_What is needed_: Find each line in the entries below that contains the word "this" and copy it out. Only matches with the same uppercase and lowercase letters count.

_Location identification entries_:
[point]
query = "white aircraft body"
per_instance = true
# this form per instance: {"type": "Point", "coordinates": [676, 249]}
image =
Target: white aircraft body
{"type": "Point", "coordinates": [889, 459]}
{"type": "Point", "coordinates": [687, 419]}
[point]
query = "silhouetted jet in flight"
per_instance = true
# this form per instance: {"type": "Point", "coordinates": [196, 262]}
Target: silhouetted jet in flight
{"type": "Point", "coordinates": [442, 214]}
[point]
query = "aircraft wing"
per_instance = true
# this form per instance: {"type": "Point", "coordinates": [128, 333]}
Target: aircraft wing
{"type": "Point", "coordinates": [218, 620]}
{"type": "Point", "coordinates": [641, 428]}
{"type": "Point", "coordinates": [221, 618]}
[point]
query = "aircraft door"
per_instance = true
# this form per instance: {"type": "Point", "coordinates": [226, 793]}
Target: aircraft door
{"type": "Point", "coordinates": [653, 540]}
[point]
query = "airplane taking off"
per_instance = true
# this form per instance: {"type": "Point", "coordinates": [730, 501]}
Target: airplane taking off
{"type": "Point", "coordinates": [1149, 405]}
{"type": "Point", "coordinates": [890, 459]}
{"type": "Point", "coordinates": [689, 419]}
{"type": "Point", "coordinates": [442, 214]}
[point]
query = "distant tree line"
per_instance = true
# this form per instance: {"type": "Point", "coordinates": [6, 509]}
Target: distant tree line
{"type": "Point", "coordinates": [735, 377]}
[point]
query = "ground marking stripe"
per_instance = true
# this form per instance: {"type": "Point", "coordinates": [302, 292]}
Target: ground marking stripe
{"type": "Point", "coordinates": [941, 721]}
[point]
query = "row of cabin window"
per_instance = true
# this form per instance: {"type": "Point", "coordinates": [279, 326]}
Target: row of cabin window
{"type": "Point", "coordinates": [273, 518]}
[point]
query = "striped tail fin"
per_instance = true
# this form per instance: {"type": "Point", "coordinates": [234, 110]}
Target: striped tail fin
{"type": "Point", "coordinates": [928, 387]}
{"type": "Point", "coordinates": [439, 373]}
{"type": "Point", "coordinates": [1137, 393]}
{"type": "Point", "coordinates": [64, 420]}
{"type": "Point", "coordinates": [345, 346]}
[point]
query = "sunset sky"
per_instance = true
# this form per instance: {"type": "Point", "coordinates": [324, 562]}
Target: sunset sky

_Output of the task_:
# this form per instance: {"type": "Point", "coordinates": [676, 249]}
# this form per instance: {"type": "Point", "coordinates": [196, 262]}
# this form per instance: {"type": "Point", "coordinates": [128, 333]}
# this form per instance: {"type": "Point", "coordinates": [226, 793]}
# this form per instance: {"type": "Point", "coordinates": [730, 501]}
# this form per instance: {"type": "Point", "coordinates": [6, 509]}
# this form per instance: {"type": "Point", "coordinates": [302, 292]}
# this form per instance: {"type": "Point", "coordinates": [279, 326]}
# this form per instance: {"type": "Point", "coordinates": [234, 110]}
# this form per instance: {"type": "Point", "coordinates": [324, 562]}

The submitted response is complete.